::: Extracted information
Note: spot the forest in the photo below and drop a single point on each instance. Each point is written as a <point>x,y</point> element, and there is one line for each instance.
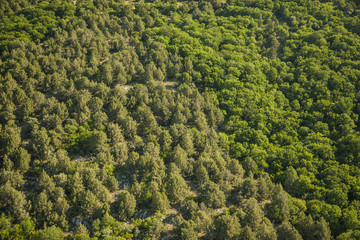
<point>175,119</point>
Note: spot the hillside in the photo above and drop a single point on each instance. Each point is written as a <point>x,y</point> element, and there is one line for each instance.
<point>216,119</point>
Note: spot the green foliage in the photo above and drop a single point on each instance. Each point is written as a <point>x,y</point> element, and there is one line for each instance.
<point>210,119</point>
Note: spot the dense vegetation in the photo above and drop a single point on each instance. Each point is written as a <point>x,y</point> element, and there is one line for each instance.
<point>217,119</point>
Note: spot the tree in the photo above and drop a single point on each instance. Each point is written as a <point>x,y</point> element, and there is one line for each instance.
<point>279,209</point>
<point>227,227</point>
<point>212,196</point>
<point>13,202</point>
<point>124,206</point>
<point>286,231</point>
<point>40,144</point>
<point>176,187</point>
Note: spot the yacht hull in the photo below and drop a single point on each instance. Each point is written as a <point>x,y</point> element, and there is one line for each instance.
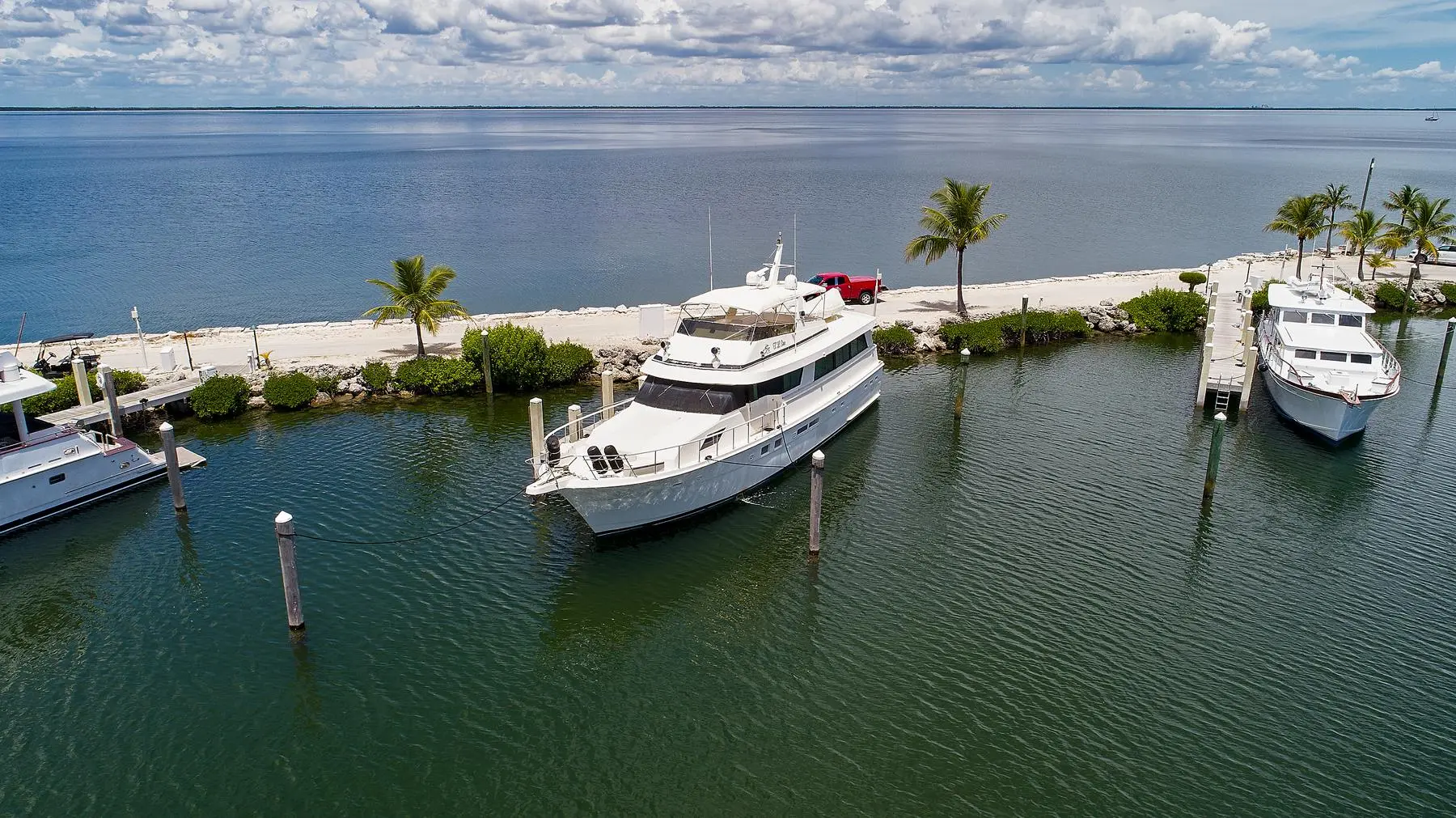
<point>1324,413</point>
<point>615,508</point>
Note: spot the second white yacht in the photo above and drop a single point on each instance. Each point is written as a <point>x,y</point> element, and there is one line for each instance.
<point>755,379</point>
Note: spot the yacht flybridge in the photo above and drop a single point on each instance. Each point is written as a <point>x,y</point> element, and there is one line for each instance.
<point>49,470</point>
<point>753,379</point>
<point>1323,369</point>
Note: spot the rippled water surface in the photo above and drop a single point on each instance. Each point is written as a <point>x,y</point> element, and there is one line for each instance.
<point>235,218</point>
<point>1026,615</point>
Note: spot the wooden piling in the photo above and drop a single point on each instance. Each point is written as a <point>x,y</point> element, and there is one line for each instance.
<point>574,422</point>
<point>485,362</point>
<point>1203,376</point>
<point>283,528</point>
<point>607,398</point>
<point>966,370</point>
<point>1215,453</point>
<point>169,450</point>
<point>1446,350</point>
<point>82,382</point>
<point>538,433</point>
<point>815,498</point>
<point>108,388</point>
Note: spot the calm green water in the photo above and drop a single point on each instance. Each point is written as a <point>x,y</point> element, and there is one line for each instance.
<point>1026,616</point>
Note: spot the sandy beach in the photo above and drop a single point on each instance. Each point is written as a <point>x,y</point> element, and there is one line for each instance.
<point>354,342</point>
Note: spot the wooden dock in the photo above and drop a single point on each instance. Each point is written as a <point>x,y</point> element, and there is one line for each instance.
<point>1230,354</point>
<point>149,398</point>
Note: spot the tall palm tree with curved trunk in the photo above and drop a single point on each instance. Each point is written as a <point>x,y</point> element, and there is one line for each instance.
<point>1363,229</point>
<point>955,222</point>
<point>417,296</point>
<point>1403,201</point>
<point>1302,217</point>
<point>1427,224</point>
<point>1335,198</point>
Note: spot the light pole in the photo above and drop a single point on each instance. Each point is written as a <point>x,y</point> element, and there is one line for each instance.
<point>140,340</point>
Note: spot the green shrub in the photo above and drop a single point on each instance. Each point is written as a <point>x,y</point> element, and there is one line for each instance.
<point>1390,296</point>
<point>220,396</point>
<point>895,340</point>
<point>1191,278</point>
<point>995,333</point>
<point>472,347</point>
<point>517,357</point>
<point>376,376</point>
<point>1166,311</point>
<point>290,391</point>
<point>437,376</point>
<point>567,362</point>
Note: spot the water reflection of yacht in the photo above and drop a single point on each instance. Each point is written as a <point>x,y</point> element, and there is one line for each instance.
<point>1323,369</point>
<point>755,379</point>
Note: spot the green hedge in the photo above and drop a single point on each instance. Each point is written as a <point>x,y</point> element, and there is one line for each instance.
<point>995,333</point>
<point>1390,296</point>
<point>290,391</point>
<point>1166,311</point>
<point>517,357</point>
<point>567,362</point>
<point>437,376</point>
<point>895,340</point>
<point>376,376</point>
<point>220,396</point>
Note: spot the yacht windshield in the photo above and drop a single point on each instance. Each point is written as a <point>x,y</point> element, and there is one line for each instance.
<point>702,399</point>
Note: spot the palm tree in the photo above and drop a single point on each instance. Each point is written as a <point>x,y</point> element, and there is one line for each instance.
<point>1302,217</point>
<point>954,223</point>
<point>417,296</point>
<point>1427,224</point>
<point>1403,201</point>
<point>1335,198</point>
<point>1361,231</point>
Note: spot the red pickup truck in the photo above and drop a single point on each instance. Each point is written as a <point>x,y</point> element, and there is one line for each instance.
<point>851,287</point>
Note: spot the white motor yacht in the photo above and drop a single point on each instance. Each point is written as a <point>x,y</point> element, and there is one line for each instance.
<point>1323,369</point>
<point>755,379</point>
<point>47,470</point>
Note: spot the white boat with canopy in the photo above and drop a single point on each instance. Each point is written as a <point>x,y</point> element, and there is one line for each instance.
<point>755,379</point>
<point>1323,367</point>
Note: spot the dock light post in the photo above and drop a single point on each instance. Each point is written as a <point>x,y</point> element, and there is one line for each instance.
<point>1215,453</point>
<point>142,341</point>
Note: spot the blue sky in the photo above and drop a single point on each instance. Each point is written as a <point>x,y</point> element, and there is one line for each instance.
<point>1299,53</point>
::::::
*What the task asks*:
Would you copy out every entry above word for word, without the pictures?

*Your solution*:
Note: spot the forest in the photo below and drop a single point on each instance. Each point is written as a <point>x,y</point> element, and there is one line for each instance.
<point>175,119</point>
Note: spot the hillside in the photo above and drop a single point on each instance. Each point is written as a <point>x,y</point> element, and there is one line for each instance.
<point>216,119</point>
Note: spot the green foliage in the photo above and drop a single point on each instance. Each point is written as a <point>x,y</point> element, and there is one line for each instance.
<point>210,119</point>
Note: spot the dense vegetation in the photo above and drop a single point on each instance. Each point is written as a <point>x,y</point> element, and there is one line for each instance.
<point>217,119</point>
Note: spot the tree in the photo above and drop a single point on each instance. Each point is written as a <point>x,y</point> element, and there is one line for each instance.
<point>279,209</point>
<point>227,227</point>
<point>212,196</point>
<point>13,202</point>
<point>124,206</point>
<point>286,231</point>
<point>40,144</point>
<point>176,187</point>
Note: spot the yacht hull in the photo below and drop a single point on each instance. Each point is written as a <point>x,y</point> element, and there is one line for each instance.
<point>1324,413</point>
<point>615,508</point>
Note: spot the second white yacht in the photo above and drop a single point on each instance. Each point is written as a <point>x,y</point> element, and there is one line for each instance.
<point>755,379</point>
Note: spot the yacht flybridge in the photo above and drop a single point on each instance. Each point is written as a <point>x,y</point> element, and there is one line for each instance.
<point>49,470</point>
<point>753,379</point>
<point>1323,369</point>
Note: spot the rippled water surface in the photo above and drop a single point on each instance. Each point is written as a <point>x,y</point> element, and there is one line for each instance.
<point>235,218</point>
<point>1026,615</point>
Note: spot the wooden piling in the photo above and drop a single point on each instance. Each point is written as a <point>x,y</point> element, and there is one line for each instance.
<point>574,422</point>
<point>485,362</point>
<point>1203,376</point>
<point>283,528</point>
<point>607,398</point>
<point>966,370</point>
<point>1215,453</point>
<point>169,450</point>
<point>1446,350</point>
<point>82,382</point>
<point>538,433</point>
<point>815,498</point>
<point>108,388</point>
Note: spot the calm green water in the photo above and drop a single point on each instance. Each point is written as a <point>x,y</point> element, and there is one line for each instance.
<point>1026,616</point>
Note: spot the sandy beach in the photo above and drop a single point on each instance. Each point is written as a <point>x,y</point> element, and there is one line for each instance.
<point>354,342</point>
Note: spot the wooden dock in the photo above and drop a single point on each instance. Each point is written as a <point>x,y</point> element, and there is one line for each instance.
<point>1230,354</point>
<point>149,398</point>
Note: spot the tall palm tree with curved trunk in the photo above and drop a single point on each instance. Each point is written as a <point>x,y</point> element, and there is one line for each instance.
<point>1363,229</point>
<point>955,222</point>
<point>417,296</point>
<point>1403,201</point>
<point>1302,217</point>
<point>1427,224</point>
<point>1335,198</point>
Note: spot the light pole in the photo above and drop a single point on each instance. Each point is written as a <point>x,y</point> element, and there is one line for each instance.
<point>140,340</point>
Note: spot the green shrub in the photo above and drop a single point on each instance. Each point is written as a <point>x,y</point> element, and there is one line for each instance.
<point>1390,296</point>
<point>220,396</point>
<point>895,340</point>
<point>1191,278</point>
<point>995,333</point>
<point>472,347</point>
<point>517,357</point>
<point>376,376</point>
<point>1166,311</point>
<point>290,391</point>
<point>437,376</point>
<point>567,362</point>
Note: spot the water reflection of yacht in the photo above and drop a single point on each instance. Each point is written as a <point>x,y</point> element, and there is one line for each instance.
<point>1323,369</point>
<point>755,379</point>
Note: spot the green hedge in the photo above and drop a single point on each instance. Each point is written as a <point>x,y</point> element, and there is one line for each instance.
<point>995,333</point>
<point>1390,296</point>
<point>290,391</point>
<point>1166,311</point>
<point>517,357</point>
<point>567,362</point>
<point>437,376</point>
<point>895,340</point>
<point>376,376</point>
<point>220,396</point>
Note: spot the yacht windshield in the photo above and drop a single point on each instance. Each point is written as a <point>x,y</point> element, and there is one line for each instance.
<point>702,399</point>
Note: spot the palm tree in the photo above and drop a single point on each instance. Each point is written as a <point>x,y</point> element, and there is one line for each instance.
<point>1302,217</point>
<point>954,223</point>
<point>417,296</point>
<point>1427,224</point>
<point>1403,201</point>
<point>1335,198</point>
<point>1361,231</point>
Note: spot the red pickup truck in the photo above and drop a single point on each instance. Each point is written as a <point>x,y</point> element, and there is one line for each instance.
<point>851,287</point>
Note: spot the white motor yacht in the photo above and drop a single point on each instance. Each point is written as a <point>x,y</point> element, and there is one line for each instance.
<point>1323,369</point>
<point>755,379</point>
<point>47,470</point>
Note: spot the white boat with canopy in the photo above and drop a single point on each instance. Each point is written as a <point>x,y</point> element, and there is one line for each instance.
<point>755,379</point>
<point>1323,367</point>
Note: spot the dock light post in the photo above and drop a single point on each instance. Each point is written as a <point>x,y</point> element, and there is one line for each instance.
<point>1215,453</point>
<point>142,341</point>
Note: spot the blue sky in the photo above and drop a single point on each instance. Each point is written as a <point>x,y</point> element, and there is one line for each instance.
<point>1299,53</point>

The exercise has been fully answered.